**TRECHO DO DOCUMENTO:**

######

Durante as semanas que antecederam à festa, o novo prêmio para a vencedora do concurso atiçou a imaginação da população. Segundo os boatos, o novo prêmio já teria uma vencedora certa: a suposta candidata-amante de um comerciante ocupante de um cargo de alto escalão na prefeitura. Nas redes sociais, perfis falsos espalharam que o resultado do concurso já estaria decidido. A festa seria apenas uma encenação para a entrega de presentes a amantes, pagos com o dinheiro público. Em uma cidade em que os boatos surgem a cada esquina, e ainda mais em uma administração marcada por escândalos e fofocas, os rumores rapidamente ganham ares de verdade.

O suposto descaramento da intenção logo causou indignação e ciúmes. As meninas jogadoras da seleção de vôlei do município, que recentemente trouxeram um troféu para casa, mas que receberam uma premiação muito aquém daquela oferecida à musa, logo reclamaram a desvalorização do esporte. Para o povo estava claro, para a prefeitura mais vale a mulher mostrar o corpo.

Para aumentar ainda mais as suspeitas, desta vez a SECELT preparou uma sessão de fotos para apresentar as candidatas ao público. Ótima a ideia no princípio, o resultado foi que o ensaio fotográfico foi francamente desfavorável algumas candidatas, enquanto pareceu favorecer umas outras. As candidatas foram fotografadas sob sol a pino, e algumas a uma certa distância, erros primários até para um fotógrafo iniciante. Além do mais, as fotos, desfavoráveis a algumas candidatas,  serviram só de munição para que alguns mal intencionados fizessem  zombaria e chacota das garotas em redes sociais, numa clara demonstração de falta de respeito ao espírito do concurso. Questionados eram os critérios de escolha das candidatas, quando não a própria falta de seriedade do concurso.

######

**DADOS DE TRABALHO:**
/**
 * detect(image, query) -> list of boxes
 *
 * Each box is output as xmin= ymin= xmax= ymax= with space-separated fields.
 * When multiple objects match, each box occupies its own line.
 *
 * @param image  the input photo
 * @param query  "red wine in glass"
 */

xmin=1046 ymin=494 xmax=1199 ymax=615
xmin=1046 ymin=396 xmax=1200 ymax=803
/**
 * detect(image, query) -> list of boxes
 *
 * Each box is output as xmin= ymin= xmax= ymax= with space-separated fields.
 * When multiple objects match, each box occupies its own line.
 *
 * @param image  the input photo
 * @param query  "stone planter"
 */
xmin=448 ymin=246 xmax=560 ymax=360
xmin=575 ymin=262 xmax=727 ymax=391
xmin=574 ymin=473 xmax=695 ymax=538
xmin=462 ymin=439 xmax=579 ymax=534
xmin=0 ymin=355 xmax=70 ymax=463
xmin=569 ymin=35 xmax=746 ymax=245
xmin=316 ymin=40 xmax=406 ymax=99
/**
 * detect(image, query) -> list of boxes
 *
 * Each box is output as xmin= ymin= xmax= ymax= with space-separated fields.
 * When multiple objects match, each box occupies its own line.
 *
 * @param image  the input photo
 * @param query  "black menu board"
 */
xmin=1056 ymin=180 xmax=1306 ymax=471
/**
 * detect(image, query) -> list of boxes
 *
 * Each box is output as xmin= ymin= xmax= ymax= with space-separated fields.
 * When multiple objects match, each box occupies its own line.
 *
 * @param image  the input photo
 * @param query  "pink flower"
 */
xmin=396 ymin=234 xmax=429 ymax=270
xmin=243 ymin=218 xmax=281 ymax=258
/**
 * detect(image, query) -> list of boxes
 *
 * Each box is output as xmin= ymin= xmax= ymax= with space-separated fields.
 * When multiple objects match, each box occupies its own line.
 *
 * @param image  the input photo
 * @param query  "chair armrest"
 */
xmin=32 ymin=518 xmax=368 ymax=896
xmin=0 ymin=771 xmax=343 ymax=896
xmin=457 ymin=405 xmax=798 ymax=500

######

**INSTRUÇÃO ESCRITA A:** Segundo o trecho do documento, sob que condição de luz as candidatas foram fotografadas?
**INSTRUÇÃO ESCRITA B:** Copie sem alterações as linhas dos registros desde o início até a linha que contém "xmin=1056 ymin=180 xmax=1306 ymax=471", inclusive.

**RESPOSTA DA TAREFA A:** Sob sol a pino.

**RESPOSTA DA TAREFA B:**
/**
 * detect(image, query) -> list of boxes
 *
 * Each box is output as xmin= ymin= xmax= ymax= with space-separated fields.
 * When multiple objects match, each box occupies its own line.
 *
 * @param image  the input photo
 * @param query  "red wine in glass"
 */

xmin=1046 ymin=494 xmax=1199 ymax=615
xmin=1046 ymin=396 xmax=1200 ymax=803
/**
 * detect(image, query) -> list of boxes
 *
 * Each box is output as xmin= ymin= xmax= ymax= with space-separated fields.
 * When multiple objects match, each box occupies its own line.
 *
 * @param image  the input photo
 * @param query  "stone planter"
 */
xmin=448 ymin=246 xmax=560 ymax=360
xmin=575 ymin=262 xmax=727 ymax=391
xmin=574 ymin=473 xmax=695 ymax=538
xmin=462 ymin=439 xmax=579 ymax=534
xmin=0 ymin=355 xmax=70 ymax=463
xmin=569 ymin=35 xmax=746 ymax=245
xmin=316 ymin=40 xmax=406 ymax=99
/**
 * detect(image, query) -> list of boxes
 *
 * Each box is output as xmin= ymin= xmax= ymax= with space-separated fields.
 * When multiple objects match, each box occupies its own line.
 *
 * @param image  the input photo
 * @param query  "black menu board"
 */
xmin=1056 ymin=180 xmax=1306 ymax=471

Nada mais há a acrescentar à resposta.